====== READING PASSAGE ======

The intuitive reason for the update is because the second term contains a new estimate of the true value of Q from the environment - the immediate reward $r_t$, and the actual state transition that occurred $s_{t+1}$ are observed data that are part of the new estimate. The term $r_t + \gamma \cdot \text{max}_{a'}(Q(s_{t+1}, a'))$ is usually called the Temporal Difference Target or just TD Target.

In the original representation (the first equation), it magically seems that gamma would be enough - can someone clear it up for me?

The $\gamma$ term is the discount rate, and nothing to do with convergence of Q-learning or SARSA. It is a term used to control preference for more immediate rewards (low values) or longer-term rewards (high values), and as such is part of the problem definition. It is not a learning parameter like $\alpha$, the learning rate. And in fact $\gamma = 0$ is possible (rarely used, but meaning that only next reward is important); $\gamma = 1$ is also possible and quite a common choice for episodic problems. Clearly when using $\gamma = 1$, there is no "decay of future rewards" happening.

What is actually happening is that the TD Target is a stochastic estimate for the correct Q action value (in fact with all TD learning such as SARSA and Q-learning, this is a biased estimate, although the bias should reduce as the system approaches convergence). If you rename $Q(s,a)$ as $Q_{so\_far}$ and $r_t + \gamma \cdot \text{max}_{a'}(Q(s_{t+1}, a'))$ as $Q_{latest\_estimate}$, you get the idea of the update:

$$Q_{updated} \leftarrow (1-\alpha)Q_{so\_far} + \alpha Q_{latest\_estimate}$$

which is the same as

$$Q_{updated} \leftarrow Q_{so\_far} + \alpha(Q_{latest\_estimate} - Q_{so\_far})$$

You might ask "Why is the TD Target an estimate of $Q(s_t, a_t)$?"

====== EXCERPTED DATA ======

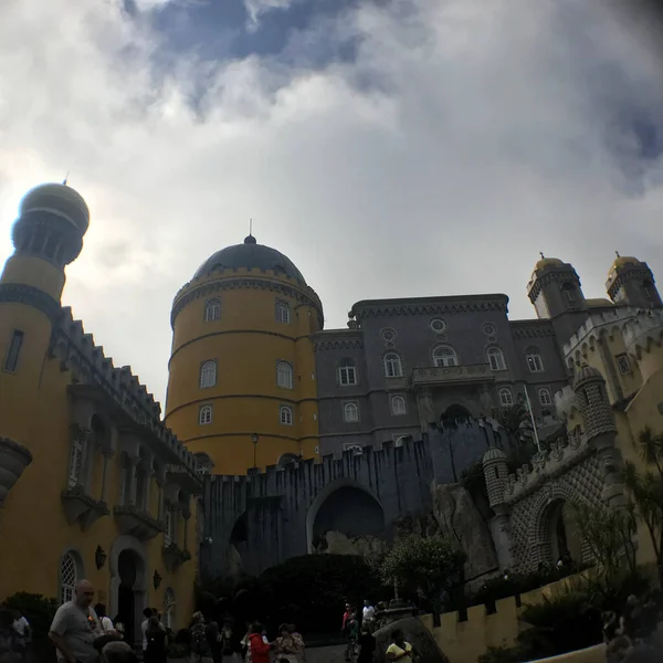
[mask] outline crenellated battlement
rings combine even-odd
[[[509,474],[504,487],[504,503],[514,505],[541,485],[568,472],[592,453],[586,435],[579,429],[569,432],[568,444],[562,439],[550,444],[532,457],[532,466],[525,463],[516,474]]]
[[[61,370],[71,371],[73,381],[99,387],[119,406],[130,419],[149,429],[161,443],[177,454],[191,475],[196,475],[196,460],[172,431],[161,421],[161,406],[131,372],[130,366],[116,368],[106,357],[103,346],[74,319],[70,306],[61,309],[53,327],[51,355],[60,360]]]

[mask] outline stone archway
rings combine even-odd
[[[308,552],[327,533],[348,539],[365,538],[366,554],[371,541],[385,540],[385,512],[379,499],[361,484],[340,478],[332,482],[313,501],[306,514]],[[340,551],[340,550],[339,550]],[[364,554],[355,551],[355,554]]]
[[[143,610],[147,608],[148,565],[144,545],[119,536],[110,548],[110,617],[120,617],[128,643],[140,641]]]

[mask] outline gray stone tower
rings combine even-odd
[[[511,518],[504,501],[504,488],[508,477],[506,455],[497,446],[491,446],[483,456],[483,471],[488,493],[488,503],[495,514],[491,519],[491,535],[495,544],[497,560],[502,570],[513,565]]]
[[[585,439],[597,452],[603,478],[601,497],[609,506],[619,508],[625,503],[620,480],[621,455],[614,445],[617,427],[606,380],[598,369],[583,365],[576,376],[573,390],[582,418]]]
[[[610,267],[606,290],[617,305],[656,308],[663,306],[663,302],[654,284],[654,275],[646,263],[618,253]]]

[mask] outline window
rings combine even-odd
[[[394,415],[406,413],[406,399],[402,396],[391,397],[391,413]]]
[[[74,589],[78,578],[78,565],[73,552],[65,552],[60,562],[60,601],[66,603],[74,599]]]
[[[290,304],[282,299],[276,299],[276,322],[290,325]]]
[[[615,359],[619,372],[622,376],[625,376],[631,372],[631,360],[629,359],[628,355],[618,355]]]
[[[433,350],[433,364],[440,366],[457,366],[459,359],[455,350],[449,346],[438,346]]]
[[[19,355],[21,354],[21,346],[23,345],[23,333],[20,329],[14,329],[11,340],[9,341],[9,349],[7,350],[7,357],[4,358],[4,370],[13,372],[17,370],[19,365]]]
[[[213,360],[206,361],[200,367],[200,388],[208,389],[217,383],[217,362]]]
[[[278,408],[278,422],[282,425],[293,425],[293,409],[290,406]]]
[[[72,455],[70,457],[70,472],[69,472],[69,478],[66,482],[66,485],[70,488],[75,488],[81,483],[81,480],[83,478],[83,476],[82,476],[83,452],[84,452],[83,440],[82,440],[81,435],[75,434],[74,439],[72,440]]]
[[[527,359],[527,367],[529,368],[529,372],[543,372],[544,362],[541,360],[541,355],[538,351],[538,348],[527,348],[525,350],[525,357]]]
[[[293,367],[287,361],[276,365],[276,385],[283,389],[293,388]]]
[[[357,368],[354,359],[341,359],[338,365],[338,382],[341,387],[357,383]]]
[[[550,392],[547,389],[539,389],[539,403],[541,406],[551,406],[552,399],[550,398]]]
[[[198,411],[198,423],[200,425],[212,423],[212,406],[200,406],[200,410]]]
[[[385,375],[388,378],[400,378],[403,375],[403,367],[400,357],[396,352],[385,355]]]
[[[511,389],[506,387],[499,390],[499,404],[503,408],[508,408],[514,404],[514,397],[511,392]]]
[[[343,408],[343,418],[345,421],[359,421],[359,407],[357,403],[346,403]]]
[[[221,302],[210,299],[204,306],[204,322],[213,323],[221,319]]]
[[[499,348],[488,348],[486,357],[492,370],[506,370],[504,352]]]

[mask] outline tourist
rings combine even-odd
[[[0,606],[0,663],[21,663],[23,654],[17,651],[13,612]]]
[[[295,641],[295,644],[299,650],[297,659],[302,662],[306,661],[306,644],[304,643],[304,638],[302,638],[302,633],[297,631],[297,627],[295,624],[291,624],[290,630],[293,635],[293,640]]]
[[[92,609],[94,588],[81,580],[74,588],[74,600],[57,608],[49,638],[57,648],[59,661],[66,663],[97,663],[99,654],[94,646],[102,630]]]
[[[145,663],[166,663],[168,638],[158,617],[152,614],[147,620],[145,636],[147,639],[147,646],[143,655]]]
[[[291,629],[287,624],[278,627],[281,635],[276,639],[274,649],[276,650],[277,661],[287,661],[288,663],[298,663],[298,657],[302,650],[293,638]]]
[[[270,663],[270,650],[272,645],[267,642],[265,628],[262,624],[251,627],[248,651],[251,656],[250,663]]]
[[[32,639],[32,631],[30,629],[30,622],[20,610],[13,611],[12,629],[14,632],[14,646],[22,659],[25,660],[25,656],[28,655],[28,645]]]
[[[372,663],[376,652],[376,639],[370,632],[370,628],[362,625],[361,635],[359,635],[359,656],[357,663]]]
[[[212,648],[210,646],[210,633],[204,623],[202,612],[194,612],[191,618],[191,661],[192,663],[213,663]]]
[[[136,652],[126,642],[109,642],[102,650],[103,663],[138,663]]]
[[[402,631],[398,629],[391,633],[391,644],[387,648],[387,657],[390,661],[400,661],[401,663],[412,663],[414,651]]]

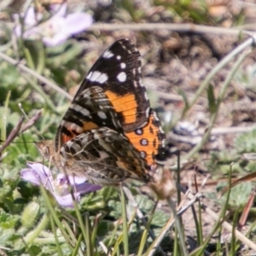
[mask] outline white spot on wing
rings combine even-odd
[[[99,71],[90,72],[86,77],[90,82],[98,82],[100,84],[104,84],[108,81],[108,75],[106,73],[101,73]]]
[[[103,111],[98,111],[97,112],[97,115],[102,119],[107,119],[107,115],[106,115],[106,113]]]
[[[65,126],[67,129],[71,129],[75,131],[78,133],[82,133],[84,131],[83,128],[79,126],[78,125],[71,122],[62,121],[61,125]]]
[[[124,69],[124,68],[126,67],[126,64],[125,64],[125,62],[122,62],[122,63],[120,64],[120,67],[121,67],[122,69]]]
[[[107,49],[102,55],[102,57],[106,59],[110,59],[113,56],[113,53],[112,53],[109,49]]]
[[[121,72],[118,74],[117,79],[119,82],[125,82],[126,81],[126,73],[125,72]]]

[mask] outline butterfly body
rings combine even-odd
[[[44,150],[61,169],[94,183],[147,183],[164,139],[142,84],[140,54],[128,39],[120,39],[92,67],[63,117],[53,148]]]

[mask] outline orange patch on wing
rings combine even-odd
[[[118,113],[122,113],[125,124],[136,121],[137,103],[134,94],[126,94],[119,96],[110,90],[106,90],[106,95],[113,104],[114,110]]]
[[[62,134],[61,136],[61,143],[64,144],[67,143],[68,141],[72,140],[76,137],[75,134],[72,133],[72,136],[67,136],[66,134]]]
[[[98,125],[94,122],[84,122],[83,125],[84,131],[90,131],[98,128]]]
[[[135,131],[125,132],[125,136],[129,138],[131,144],[138,151],[144,151],[147,154],[145,159],[148,166],[155,164],[154,155],[158,154],[158,148],[161,144],[157,137],[160,128],[153,125],[154,119],[154,114],[150,114],[148,123],[141,128],[143,131],[142,135],[137,135]],[[148,140],[148,145],[142,145],[142,139]]]

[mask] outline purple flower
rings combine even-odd
[[[36,14],[31,7],[25,18],[25,32],[23,38],[34,39],[42,38],[46,46],[56,46],[64,43],[69,37],[84,31],[92,24],[91,15],[85,13],[73,13],[66,15],[67,3],[61,5],[53,4],[55,14],[46,21],[38,24],[42,20],[42,14]],[[21,26],[15,28],[16,36],[21,36]]]
[[[40,183],[55,198],[59,205],[64,207],[73,207],[73,202],[67,180],[64,174],[58,174],[55,179],[50,170],[39,163],[27,163],[29,168],[21,170],[21,178],[37,186]],[[87,183],[85,177],[68,176],[74,198],[79,201],[80,195],[96,191],[102,189],[99,185]]]

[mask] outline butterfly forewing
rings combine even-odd
[[[120,39],[83,81],[57,130],[53,160],[95,183],[148,182],[164,137],[142,84],[140,54]]]
[[[118,40],[99,57],[76,96],[86,88],[100,86],[125,131],[143,126],[148,118],[149,101],[142,83],[141,65],[140,53],[130,40]]]

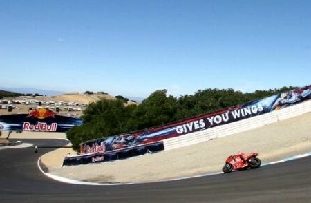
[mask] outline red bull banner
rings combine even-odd
[[[287,108],[311,99],[311,86],[167,125],[80,144],[81,154],[126,148],[223,125]]]
[[[44,108],[28,114],[0,115],[0,130],[66,132],[81,124],[82,121],[79,118],[59,115]]]

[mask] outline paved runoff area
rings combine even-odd
[[[91,182],[155,182],[201,175],[221,171],[227,157],[239,151],[258,152],[263,164],[311,151],[310,121],[309,113],[187,147],[111,162],[62,167],[64,157],[75,153],[70,148],[45,154],[41,161],[49,174]],[[10,137],[65,139],[66,134],[24,132]]]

======

Write the next part of the explanation of the Q-learning update, starting right after its last sentence.

> RESULT BELOW
The answer can be derived from the definition of Q, and is called the Bellman equation - in this case the Bellman equation for action value under the optimal policy $\pi^*$ (anther aside: what you have called the Bellman equation is not, although it is related). I won't give the full derivation here, but in essence the definition of Q is "the expected total reward when starting with state $s_t$ and action $a_t$ then following the optimal policy form then on", or

$$q_{*}(s, a) = \mathbb{E}_{\pi^*}[\sum_{k=0}^{\infty}\gamma^k R_{t+k+1} | S_t = s, A_t = a]$$

and from this definition, you can extract the first reward term and write out $q_*(s_t, a_t)$ in terms of $q_*(s_{t+1}, a_{t+1})$.

$$q_{*}(s, a) = \sum_{r,s'} p(r,s'|s,a)(r + \gamma \text{max}_{a'} q_{*}(s', a'))$$

Where $p(r,s'|s,a)$ is the transition probability of getting reward $r$ and ending up in state $s'$ when starting in state $s$ and taking action $a$.

Note this is an equality, not an update rule. Q-learning and SARSA turn it into an update rule by sampling the right hand side, and using that sample to update the current best estimate of the left-hand term. Note that by taking a sample, you don't need to know $p(r,s'|s,a)$ . . . that is what is meant by "model free" learning, as if you knew $p(r,s'|s,a)$ then you would have a model of the underlying Markov Decision Process (MDP).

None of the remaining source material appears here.